-- start WORKING DATA --

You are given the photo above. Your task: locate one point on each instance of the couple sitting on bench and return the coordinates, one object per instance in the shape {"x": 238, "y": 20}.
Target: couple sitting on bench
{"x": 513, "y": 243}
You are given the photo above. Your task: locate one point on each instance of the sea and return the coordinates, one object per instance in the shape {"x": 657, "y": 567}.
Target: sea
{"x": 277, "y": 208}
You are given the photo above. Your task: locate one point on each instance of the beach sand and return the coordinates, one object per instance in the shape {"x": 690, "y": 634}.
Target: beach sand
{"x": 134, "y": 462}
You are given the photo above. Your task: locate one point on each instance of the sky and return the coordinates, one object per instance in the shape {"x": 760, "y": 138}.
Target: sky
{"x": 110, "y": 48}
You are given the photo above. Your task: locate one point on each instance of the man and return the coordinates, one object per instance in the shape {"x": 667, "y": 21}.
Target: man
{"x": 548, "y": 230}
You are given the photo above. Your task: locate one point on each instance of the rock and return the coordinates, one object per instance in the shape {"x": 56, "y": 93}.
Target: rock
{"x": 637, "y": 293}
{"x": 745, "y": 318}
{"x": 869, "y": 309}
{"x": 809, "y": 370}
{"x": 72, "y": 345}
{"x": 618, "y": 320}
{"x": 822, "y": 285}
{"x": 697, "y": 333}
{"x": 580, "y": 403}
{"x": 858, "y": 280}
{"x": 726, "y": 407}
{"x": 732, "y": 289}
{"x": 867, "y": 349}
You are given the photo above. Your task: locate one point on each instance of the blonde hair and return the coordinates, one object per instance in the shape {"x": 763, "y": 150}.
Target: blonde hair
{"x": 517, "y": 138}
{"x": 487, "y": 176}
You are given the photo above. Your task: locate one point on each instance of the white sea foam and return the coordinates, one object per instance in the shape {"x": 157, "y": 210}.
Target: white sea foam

-- end WORKING DATA --

→ DO THIS: Please reproduce all of the rows above word for word, with nothing added, dropped, or changed.

→ WORKED SOLUTION:
You are given the photo above. Your task: locate one point on each instance of the couple sitting on bench and return the coordinates, one object per instance in the shape {"x": 238, "y": 20}.
Target: couple sitting on bench
{"x": 513, "y": 243}
You are given the photo above. Your task: locate one point on each instance of the sea and return the coordinates, one object per instance in the shape {"x": 657, "y": 567}.
Target: sea
{"x": 277, "y": 208}
You are given the photo above. Your task: locate one point on each instance of the beach sand and return the coordinates, one object per instance in the shape {"x": 690, "y": 634}.
Target: beach sand
{"x": 134, "y": 462}
You are given the photo above. Your task: locate one point on each instance of the sky and return the coordinates, one object per instance in the shape {"x": 760, "y": 138}.
Target: sky
{"x": 110, "y": 48}
You are given the photo above. Your task: locate one point on each instance of the man and return the coordinates, one object per instance in the shape {"x": 667, "y": 21}.
Target: man
{"x": 548, "y": 230}
You are given the photo above. Your task: locate one point on each instance of the rock and return the coordinates, one object per instance in the shape {"x": 56, "y": 93}.
Target: rock
{"x": 637, "y": 293}
{"x": 745, "y": 318}
{"x": 869, "y": 309}
{"x": 809, "y": 370}
{"x": 72, "y": 345}
{"x": 618, "y": 320}
{"x": 822, "y": 285}
{"x": 697, "y": 333}
{"x": 580, "y": 403}
{"x": 858, "y": 280}
{"x": 726, "y": 407}
{"x": 732, "y": 289}
{"x": 867, "y": 349}
You are given the photo above. Your task: locate one point on each instance of the blonde hair and return the coordinates, one object per instance in the shape {"x": 763, "y": 150}.
Target: blonde hair
{"x": 517, "y": 138}
{"x": 487, "y": 176}
You are given the photo above. Your task: locate one point on each instance of the white sea foam and return the coordinates, one object per instance in the shape {"x": 157, "y": 210}.
Target: white sea foam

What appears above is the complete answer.